**Records for the exercise:**
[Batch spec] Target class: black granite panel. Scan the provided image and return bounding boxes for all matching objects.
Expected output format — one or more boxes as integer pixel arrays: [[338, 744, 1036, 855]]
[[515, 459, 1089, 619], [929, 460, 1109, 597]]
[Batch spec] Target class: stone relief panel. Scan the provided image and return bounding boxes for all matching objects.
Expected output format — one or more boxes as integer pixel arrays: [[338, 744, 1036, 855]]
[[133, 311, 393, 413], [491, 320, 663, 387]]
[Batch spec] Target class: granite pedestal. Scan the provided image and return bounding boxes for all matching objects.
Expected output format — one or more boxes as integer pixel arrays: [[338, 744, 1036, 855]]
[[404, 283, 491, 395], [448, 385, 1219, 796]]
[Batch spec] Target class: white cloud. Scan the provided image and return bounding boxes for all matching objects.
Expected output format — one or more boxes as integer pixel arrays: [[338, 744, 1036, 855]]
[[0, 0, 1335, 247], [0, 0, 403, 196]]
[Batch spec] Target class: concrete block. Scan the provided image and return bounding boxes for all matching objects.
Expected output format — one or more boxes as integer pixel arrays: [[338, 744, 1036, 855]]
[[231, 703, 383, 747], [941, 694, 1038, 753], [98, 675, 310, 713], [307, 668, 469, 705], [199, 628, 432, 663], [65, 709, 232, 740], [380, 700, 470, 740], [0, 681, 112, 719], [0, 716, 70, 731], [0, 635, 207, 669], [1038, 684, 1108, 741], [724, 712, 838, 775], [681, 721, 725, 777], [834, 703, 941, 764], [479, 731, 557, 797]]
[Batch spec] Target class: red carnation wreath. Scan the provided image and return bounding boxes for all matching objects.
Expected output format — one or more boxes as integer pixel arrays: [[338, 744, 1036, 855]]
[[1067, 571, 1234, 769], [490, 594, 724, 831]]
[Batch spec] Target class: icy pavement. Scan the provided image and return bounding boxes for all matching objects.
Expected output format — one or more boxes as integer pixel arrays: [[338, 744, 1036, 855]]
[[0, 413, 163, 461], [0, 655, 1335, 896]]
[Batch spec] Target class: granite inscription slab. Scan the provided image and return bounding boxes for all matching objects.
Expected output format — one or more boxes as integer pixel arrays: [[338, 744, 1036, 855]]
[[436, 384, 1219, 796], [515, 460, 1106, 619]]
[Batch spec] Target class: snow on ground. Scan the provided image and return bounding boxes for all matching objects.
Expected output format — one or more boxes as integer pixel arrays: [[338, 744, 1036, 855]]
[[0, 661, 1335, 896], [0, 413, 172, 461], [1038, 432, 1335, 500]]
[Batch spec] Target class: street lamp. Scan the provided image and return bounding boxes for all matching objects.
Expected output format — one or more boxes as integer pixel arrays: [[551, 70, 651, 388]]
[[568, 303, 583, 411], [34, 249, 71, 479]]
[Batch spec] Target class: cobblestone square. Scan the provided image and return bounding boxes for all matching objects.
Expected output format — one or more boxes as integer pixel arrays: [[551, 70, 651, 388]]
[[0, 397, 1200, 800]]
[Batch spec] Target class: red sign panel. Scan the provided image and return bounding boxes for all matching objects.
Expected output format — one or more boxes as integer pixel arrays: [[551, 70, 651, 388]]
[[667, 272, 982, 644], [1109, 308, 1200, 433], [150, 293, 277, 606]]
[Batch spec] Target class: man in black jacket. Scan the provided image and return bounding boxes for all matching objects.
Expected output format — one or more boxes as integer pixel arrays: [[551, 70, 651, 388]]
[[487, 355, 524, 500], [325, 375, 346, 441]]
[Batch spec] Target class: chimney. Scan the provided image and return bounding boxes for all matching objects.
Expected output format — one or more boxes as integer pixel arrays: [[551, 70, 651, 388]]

**Written instruction:** Put the items from the line with "[Batch spec] Target class: cobblestone" to the line with "[[0, 397, 1200, 800]]" into a two-column CSV headed text,answer, one row per item. Enclose each field in quotes and replace its line breaks with spaces.

**Result of the task:**
text,answer
"[Batch spec] Target class: cobblestone square. Scan the provided image and return bounding boxes for all matching objects. Expected output format — one or more boxes as integer pixel arrays: [[551, 70, 651, 388]]","[[0, 397, 1200, 800]]"